→ **SELECTED EXCERPT**:
------
Next, I need to convert it to the relevant timezone for accurate time calculation.

In [203]:
def convert_time_zone(stamp, country):
    country_to_time = {
        'United States': 'US/Eastern',
        'Iceland': 'Atlantic/Reykjavik',
        'Canada': 'US/Eastern',
        'Germany': 'Europe/Berlin',
        'India': 'Asia/Kolkata',
        'Tanzania': 'Africa/Dar_es_Salaam',
        'Kenya': 'Africa/Nairobi',
        'Mexico': 'US/Eastern',
        'Dominican Republic': 'US/Eastern'
    }
    
    return stamp.astimezone(pytz.timezone('US/Eastern'))

df['timestamp'] = df.apply(lambda x: convert_time_zone(x['timestamp'].replace(tzinfo=pytz.utc), x['country']), axis=1)

Now, I need to extract certain information from the timestamp:

- Date
- Year
- Month
- Day of week
- Season (determined based on me living in the Northern Hemisphere)
- Time
- Time of day (Morning, Afternoon, Night)

In [205]:
df['date'] = df['timestamp'].dt.date

In [206]:
df['year'] = df['timestamp'].dt.year

In [207]:
df['month'] = df['timestamp'].dt.month.apply(lambda x: calendar.month_name[x])

In [208]:
df['day_of_week'] = df['timestamp'].dt.date.apply(lambda x: x.strftime('%A'))

In [209]:
def determine_season(day, month, year):
    seasons = {
        'Spring': ((3,20), (6,20)),
        'Summer': ((6,21), (9,21)),
        'Fall': ((9,22), (12, 20)),
        'Winter': ((12,21), (3,19))
    }
    
    # check for winter
    if (month == 12 and day >= 21) or (month in (1,2)) or (month == 3 and day <= 19):
        return "Winter"
    
    for season, (s, e) in seasons.items():
        start = datetime(year, s[0], s[1])
        end = datetime(year, e[0], e[1])
        date = datetime(year, month, day)
        
        if start <= date <= end:
            return season

df['season'] = df['timestamp'].dt.date.apply(lambda x: determine_season(x.day, x.month, x.year))

In [210]:
df['time'] = df['timestamp'].dt.time

In [211]:
def determine_time_of_day(h, m, s):
    times_of_day = {
        'Early Morning': (5, 8),
        'Late Morning': (9, 12),
        'Early Afternoon': (13, 15),
        'Late Afternoon': (16, 17),
        'Evening': (18, 20),
        'Night': (21, 23),
        'Late Night': (0, 4)
    }
    
    for tod, (start, end) in times_of_day.items():
        if start <= h <= end:
            return tod

df['time_of_day'] = df['timestamp'].dt.time.apply(lambda x: determine_time_of_day(x.hour, x.minute, x.second))

In [212]:
df['time_of_day'].value_counts()

Early Afternoon    24182
Late Morning       23920
Late Afternoon     18400
Evening            18207
Night              13805
Late Night          5938
Early Morning       5519
Name: time_of_day, dtype: int64

In [213]:
df.head()
------
→ **AIM 1**: In the notebook excerpt, how many entries does the value count give for Early Afternoon?
→ **AIM 2**: From the notebook excerpt, copy the part that opens with the words "if start <= date" and closes with "determine_season(x.day, x.month, x.year))".
→ **AIM 3**: Translate this sentence from the notebook excerpt into Spanish: "Next, I need to convert it to the relevant timezone for accurate time calculation."
The lines after the notebook excerpt are not needed here.

→ **RECORDED INFORMATION**:
------
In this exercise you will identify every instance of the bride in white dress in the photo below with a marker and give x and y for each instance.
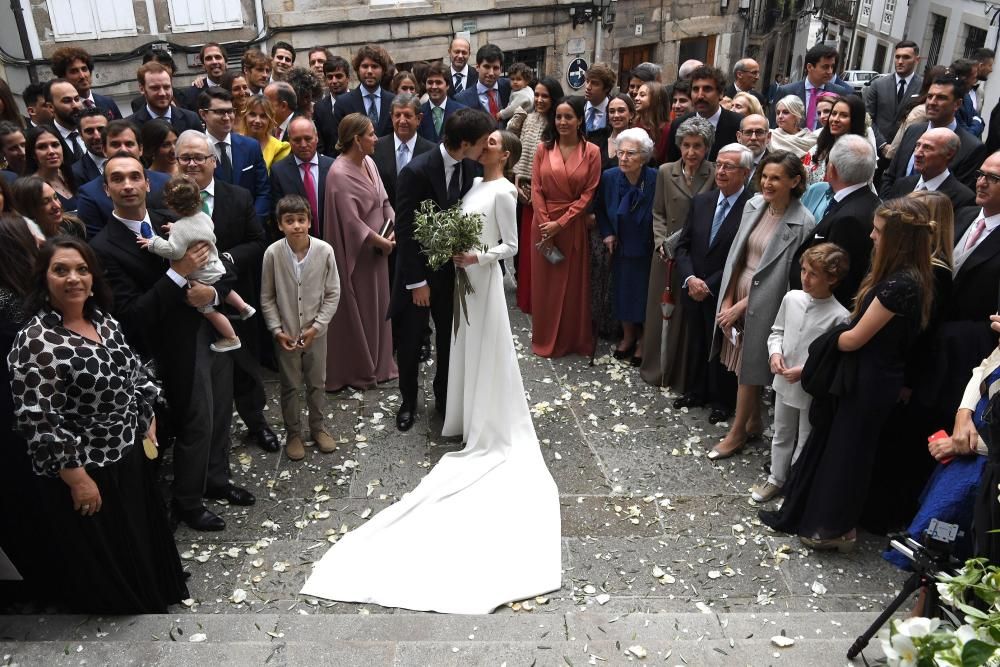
------
→ **EXERCISE RESPONSE 1**: 24182

→ **EXERCISE RESPONSE 2**:
if start <= date <= end:
            return season

df['season'] = df['timestamp'].dt.date.apply(lambda x: determine_season(x.day, x.month, x.year))

→ **EXERCISE RESPONSE 3**: A continuación, necesito convertirlo a la zona horaria correspondiente para calcular la hora con precisión.